## Actions to take
a: Return the passage of the 1958 Davidson football article starting with "American college football" and going on through "in the SoCon.", copied word for word.
b: Using the 1958 Davidson football article, answer these questions:
(i) What was the team's home stadium?
(ii) Who was the head coach?
(iii) Where did the Wildcats place in the SoCon standings?

## Selected text
- Conference: Southern Conference
- Record: 5–4 (2–3 SoCon)
- Head coach: Bill Dole (7th season);
- Home stadium: Richardson Stadium

= 1958 Davidson Wildcats football team =

American college football season

The 1958 Davidson Wildcats football team represented Davidson College as a member of the Southern Conference (SoCon) during the 1958 college football season. Led by seventh-year head coach Bill Dole, the Wildcats compiled an overall record of 5–4 with a mark of 2–3 in conference play, tying for sixth in the SoCon.

## Data

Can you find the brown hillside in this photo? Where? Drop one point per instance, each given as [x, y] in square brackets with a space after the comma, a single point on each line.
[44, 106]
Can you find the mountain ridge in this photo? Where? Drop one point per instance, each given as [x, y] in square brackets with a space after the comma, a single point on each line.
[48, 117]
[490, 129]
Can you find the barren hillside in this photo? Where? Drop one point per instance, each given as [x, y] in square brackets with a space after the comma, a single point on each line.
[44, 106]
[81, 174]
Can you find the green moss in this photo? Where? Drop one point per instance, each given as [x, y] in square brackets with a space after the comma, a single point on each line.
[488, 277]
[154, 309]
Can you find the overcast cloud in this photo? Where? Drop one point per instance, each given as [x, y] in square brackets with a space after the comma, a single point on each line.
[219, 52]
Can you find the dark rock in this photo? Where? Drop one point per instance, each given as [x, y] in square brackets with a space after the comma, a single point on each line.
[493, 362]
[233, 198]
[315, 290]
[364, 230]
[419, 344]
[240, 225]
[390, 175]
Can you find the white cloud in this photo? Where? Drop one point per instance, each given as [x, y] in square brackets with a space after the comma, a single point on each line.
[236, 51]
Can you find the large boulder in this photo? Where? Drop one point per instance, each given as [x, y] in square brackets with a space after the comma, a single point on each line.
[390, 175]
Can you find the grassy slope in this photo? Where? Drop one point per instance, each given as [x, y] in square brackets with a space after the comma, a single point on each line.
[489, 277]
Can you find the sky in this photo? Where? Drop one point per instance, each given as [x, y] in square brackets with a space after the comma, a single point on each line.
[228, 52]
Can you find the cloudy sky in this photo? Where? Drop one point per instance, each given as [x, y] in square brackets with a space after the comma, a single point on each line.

## Results of the tasks
a:
American college football season

The 1958 Davidson Wildcats football team represented Davidson College as a member of the Southern Conference (SoCon) during the 1958 college football season. Led by seventh-year head coach Bill Dole, the Wildcats compiled an overall record of 5–4 with a mark of 2–3 in conference play, tying for sixth in the SoCon.

b:
(i) Richardson Stadium
(ii) Bill Dole
(iii) Tied for sixth